Source data
= = = = =
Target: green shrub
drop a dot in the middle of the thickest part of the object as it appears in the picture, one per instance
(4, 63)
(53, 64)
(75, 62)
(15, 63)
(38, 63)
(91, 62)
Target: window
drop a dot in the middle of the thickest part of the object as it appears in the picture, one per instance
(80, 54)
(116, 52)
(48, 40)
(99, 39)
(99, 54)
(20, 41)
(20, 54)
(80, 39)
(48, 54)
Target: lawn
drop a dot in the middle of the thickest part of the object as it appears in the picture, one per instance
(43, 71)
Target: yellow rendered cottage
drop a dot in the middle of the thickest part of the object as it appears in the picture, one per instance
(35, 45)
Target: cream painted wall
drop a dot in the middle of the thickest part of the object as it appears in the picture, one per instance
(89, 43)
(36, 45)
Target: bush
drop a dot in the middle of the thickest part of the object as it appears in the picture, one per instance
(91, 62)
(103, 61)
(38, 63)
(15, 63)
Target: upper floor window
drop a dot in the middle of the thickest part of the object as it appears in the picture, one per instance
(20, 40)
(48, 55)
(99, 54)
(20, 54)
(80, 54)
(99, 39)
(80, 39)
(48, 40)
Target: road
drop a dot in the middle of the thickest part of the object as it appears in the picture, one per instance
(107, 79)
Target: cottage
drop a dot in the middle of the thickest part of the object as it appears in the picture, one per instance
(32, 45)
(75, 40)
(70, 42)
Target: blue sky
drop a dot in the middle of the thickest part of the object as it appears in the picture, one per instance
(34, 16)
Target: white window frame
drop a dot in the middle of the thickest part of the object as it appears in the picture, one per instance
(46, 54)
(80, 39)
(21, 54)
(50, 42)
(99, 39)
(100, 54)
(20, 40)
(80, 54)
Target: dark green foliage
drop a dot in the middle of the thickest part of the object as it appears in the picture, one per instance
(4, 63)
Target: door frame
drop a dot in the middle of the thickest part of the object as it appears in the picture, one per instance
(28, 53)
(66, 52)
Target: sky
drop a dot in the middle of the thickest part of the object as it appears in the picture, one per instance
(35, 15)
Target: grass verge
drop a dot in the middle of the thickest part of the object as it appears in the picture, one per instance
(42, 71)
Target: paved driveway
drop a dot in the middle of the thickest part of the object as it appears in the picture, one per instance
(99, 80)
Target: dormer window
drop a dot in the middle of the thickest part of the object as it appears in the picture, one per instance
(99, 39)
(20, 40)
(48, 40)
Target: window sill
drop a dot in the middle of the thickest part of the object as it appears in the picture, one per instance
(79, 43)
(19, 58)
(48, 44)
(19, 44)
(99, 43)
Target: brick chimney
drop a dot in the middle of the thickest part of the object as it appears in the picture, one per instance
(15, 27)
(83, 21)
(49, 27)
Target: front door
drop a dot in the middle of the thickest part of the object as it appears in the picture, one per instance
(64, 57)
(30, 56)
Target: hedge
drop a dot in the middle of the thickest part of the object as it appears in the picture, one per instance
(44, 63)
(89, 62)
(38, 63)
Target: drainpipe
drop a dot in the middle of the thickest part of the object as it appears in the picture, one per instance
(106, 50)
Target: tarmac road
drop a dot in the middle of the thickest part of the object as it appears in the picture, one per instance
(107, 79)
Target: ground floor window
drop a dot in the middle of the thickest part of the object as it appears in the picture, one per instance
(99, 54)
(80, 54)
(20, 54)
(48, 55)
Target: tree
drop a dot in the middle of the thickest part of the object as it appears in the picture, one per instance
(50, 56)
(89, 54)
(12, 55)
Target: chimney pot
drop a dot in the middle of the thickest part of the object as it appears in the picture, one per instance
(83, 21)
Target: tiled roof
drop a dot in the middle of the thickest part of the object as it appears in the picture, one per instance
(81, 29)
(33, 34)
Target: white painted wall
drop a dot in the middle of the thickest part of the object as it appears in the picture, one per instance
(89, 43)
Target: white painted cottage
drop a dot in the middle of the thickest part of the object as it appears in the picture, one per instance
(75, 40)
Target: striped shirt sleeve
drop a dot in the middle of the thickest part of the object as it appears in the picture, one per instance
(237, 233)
= = = = =
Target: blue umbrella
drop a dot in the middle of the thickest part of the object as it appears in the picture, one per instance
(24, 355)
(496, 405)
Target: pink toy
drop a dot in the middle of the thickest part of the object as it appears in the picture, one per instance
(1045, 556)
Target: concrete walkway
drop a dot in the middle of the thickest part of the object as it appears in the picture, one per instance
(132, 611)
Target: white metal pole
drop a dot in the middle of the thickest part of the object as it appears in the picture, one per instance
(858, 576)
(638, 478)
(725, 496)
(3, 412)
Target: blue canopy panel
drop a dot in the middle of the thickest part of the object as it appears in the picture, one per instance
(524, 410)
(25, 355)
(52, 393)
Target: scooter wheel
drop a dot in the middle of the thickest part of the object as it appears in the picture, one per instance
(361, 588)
= = = = =
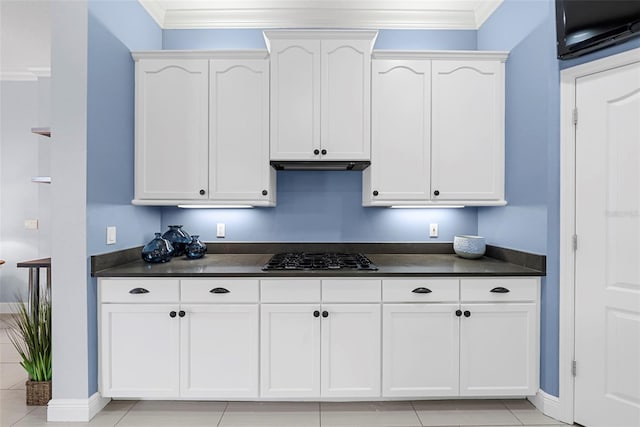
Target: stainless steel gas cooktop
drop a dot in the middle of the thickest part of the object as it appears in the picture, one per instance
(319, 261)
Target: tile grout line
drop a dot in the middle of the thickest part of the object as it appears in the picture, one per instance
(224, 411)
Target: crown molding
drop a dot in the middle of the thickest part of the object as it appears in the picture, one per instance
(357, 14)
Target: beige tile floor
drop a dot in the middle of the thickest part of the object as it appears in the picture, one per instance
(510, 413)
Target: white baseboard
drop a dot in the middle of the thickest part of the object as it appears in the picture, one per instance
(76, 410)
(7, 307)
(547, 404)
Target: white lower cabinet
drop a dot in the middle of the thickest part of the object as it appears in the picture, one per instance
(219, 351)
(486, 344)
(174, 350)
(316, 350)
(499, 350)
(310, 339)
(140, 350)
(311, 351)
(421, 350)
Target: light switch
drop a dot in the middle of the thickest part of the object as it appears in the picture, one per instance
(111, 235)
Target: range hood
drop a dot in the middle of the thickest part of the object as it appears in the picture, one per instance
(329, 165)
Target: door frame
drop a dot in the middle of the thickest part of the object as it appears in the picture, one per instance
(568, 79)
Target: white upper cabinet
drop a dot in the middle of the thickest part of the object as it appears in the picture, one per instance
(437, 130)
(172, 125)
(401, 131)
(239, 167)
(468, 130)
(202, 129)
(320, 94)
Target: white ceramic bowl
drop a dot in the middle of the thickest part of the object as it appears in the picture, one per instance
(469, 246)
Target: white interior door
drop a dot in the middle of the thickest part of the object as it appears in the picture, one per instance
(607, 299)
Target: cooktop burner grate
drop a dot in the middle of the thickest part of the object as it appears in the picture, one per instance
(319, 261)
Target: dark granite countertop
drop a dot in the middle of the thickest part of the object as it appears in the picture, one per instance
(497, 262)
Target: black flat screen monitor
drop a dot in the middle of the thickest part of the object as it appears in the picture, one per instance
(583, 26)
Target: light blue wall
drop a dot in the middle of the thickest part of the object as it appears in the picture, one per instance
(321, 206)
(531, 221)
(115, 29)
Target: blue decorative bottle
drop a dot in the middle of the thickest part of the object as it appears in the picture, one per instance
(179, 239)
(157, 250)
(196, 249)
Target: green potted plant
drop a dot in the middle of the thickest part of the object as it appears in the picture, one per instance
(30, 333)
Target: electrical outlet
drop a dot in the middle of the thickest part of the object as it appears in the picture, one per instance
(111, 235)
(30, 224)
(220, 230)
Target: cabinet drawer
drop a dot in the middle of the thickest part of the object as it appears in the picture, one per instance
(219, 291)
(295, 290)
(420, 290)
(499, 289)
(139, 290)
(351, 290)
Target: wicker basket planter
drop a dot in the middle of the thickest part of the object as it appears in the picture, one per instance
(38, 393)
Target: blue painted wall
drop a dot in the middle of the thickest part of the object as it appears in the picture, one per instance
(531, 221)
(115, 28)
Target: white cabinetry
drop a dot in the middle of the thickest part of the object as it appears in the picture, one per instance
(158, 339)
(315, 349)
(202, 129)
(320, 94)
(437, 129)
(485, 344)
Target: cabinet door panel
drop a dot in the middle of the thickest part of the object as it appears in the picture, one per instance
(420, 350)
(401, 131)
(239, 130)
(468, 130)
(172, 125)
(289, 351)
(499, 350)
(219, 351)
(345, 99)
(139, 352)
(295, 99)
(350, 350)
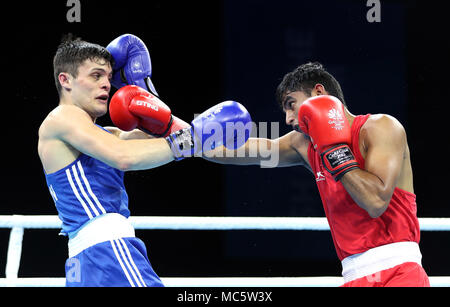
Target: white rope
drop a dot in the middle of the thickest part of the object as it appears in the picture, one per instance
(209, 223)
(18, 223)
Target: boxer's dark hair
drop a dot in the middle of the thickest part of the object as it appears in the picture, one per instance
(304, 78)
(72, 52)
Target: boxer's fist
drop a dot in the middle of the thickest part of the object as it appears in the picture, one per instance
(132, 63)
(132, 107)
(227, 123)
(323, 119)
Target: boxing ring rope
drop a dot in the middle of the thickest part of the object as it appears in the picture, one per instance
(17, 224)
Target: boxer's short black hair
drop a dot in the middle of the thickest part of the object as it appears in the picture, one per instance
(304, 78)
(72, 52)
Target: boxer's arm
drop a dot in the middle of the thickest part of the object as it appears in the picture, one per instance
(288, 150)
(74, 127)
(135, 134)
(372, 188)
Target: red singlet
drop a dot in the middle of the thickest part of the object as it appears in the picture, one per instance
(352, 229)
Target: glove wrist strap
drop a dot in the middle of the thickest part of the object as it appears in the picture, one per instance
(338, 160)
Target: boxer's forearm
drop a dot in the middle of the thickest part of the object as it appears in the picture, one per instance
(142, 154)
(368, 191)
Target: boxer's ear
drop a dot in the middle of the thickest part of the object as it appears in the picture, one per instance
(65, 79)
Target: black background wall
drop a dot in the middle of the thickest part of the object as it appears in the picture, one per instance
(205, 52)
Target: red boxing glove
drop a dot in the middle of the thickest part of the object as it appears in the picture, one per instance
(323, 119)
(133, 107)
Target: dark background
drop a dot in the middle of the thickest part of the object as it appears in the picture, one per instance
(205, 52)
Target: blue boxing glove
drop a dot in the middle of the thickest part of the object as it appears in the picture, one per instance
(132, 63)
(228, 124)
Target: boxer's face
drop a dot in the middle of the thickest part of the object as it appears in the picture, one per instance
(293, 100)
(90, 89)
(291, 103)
= = = = =
### Problem statement
Check every line of the records above for the string "boxing". Copy those that hold it.

### Result of this task
Target: boxing ring rope
Target: red boxing glove
Target: blue boxing glove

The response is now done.